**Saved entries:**
%%
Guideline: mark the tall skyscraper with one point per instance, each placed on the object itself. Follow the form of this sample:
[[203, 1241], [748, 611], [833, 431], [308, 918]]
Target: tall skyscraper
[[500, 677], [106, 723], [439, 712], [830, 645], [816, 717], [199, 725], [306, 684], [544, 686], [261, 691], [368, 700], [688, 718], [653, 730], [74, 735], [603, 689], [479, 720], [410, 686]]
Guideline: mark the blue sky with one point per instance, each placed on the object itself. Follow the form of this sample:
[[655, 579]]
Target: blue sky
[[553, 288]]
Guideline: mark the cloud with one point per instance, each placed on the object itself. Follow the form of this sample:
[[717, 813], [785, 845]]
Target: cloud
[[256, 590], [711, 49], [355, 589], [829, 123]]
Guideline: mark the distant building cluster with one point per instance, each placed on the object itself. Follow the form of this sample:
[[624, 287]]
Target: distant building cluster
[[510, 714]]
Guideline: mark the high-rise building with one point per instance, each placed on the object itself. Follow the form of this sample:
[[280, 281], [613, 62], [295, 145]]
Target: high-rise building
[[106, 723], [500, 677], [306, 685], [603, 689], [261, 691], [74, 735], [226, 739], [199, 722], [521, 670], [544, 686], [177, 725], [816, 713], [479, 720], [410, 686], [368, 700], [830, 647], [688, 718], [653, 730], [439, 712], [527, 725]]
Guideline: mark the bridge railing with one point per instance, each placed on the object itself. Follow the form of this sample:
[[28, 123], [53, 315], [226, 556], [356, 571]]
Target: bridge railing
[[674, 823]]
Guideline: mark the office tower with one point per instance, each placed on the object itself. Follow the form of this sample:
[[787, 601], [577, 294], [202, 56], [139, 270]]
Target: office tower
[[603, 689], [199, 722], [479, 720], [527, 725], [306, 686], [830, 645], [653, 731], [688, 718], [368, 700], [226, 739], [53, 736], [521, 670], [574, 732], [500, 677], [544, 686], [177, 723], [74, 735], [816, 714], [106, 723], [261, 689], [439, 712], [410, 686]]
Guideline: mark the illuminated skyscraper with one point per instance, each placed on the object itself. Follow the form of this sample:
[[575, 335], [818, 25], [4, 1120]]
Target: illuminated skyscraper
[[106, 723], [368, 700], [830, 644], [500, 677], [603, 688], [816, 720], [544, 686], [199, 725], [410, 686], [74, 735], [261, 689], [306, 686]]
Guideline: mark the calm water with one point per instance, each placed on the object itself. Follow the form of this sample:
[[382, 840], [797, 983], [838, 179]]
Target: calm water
%%
**THE PROBLEM:** All lines above containing the string "water" are to be collected.

**COMPLETED EXERCISE:**
Guideline: mark the calm water with one point per instance, each placed on the object itself. Follow the form of this sample:
Target: calm water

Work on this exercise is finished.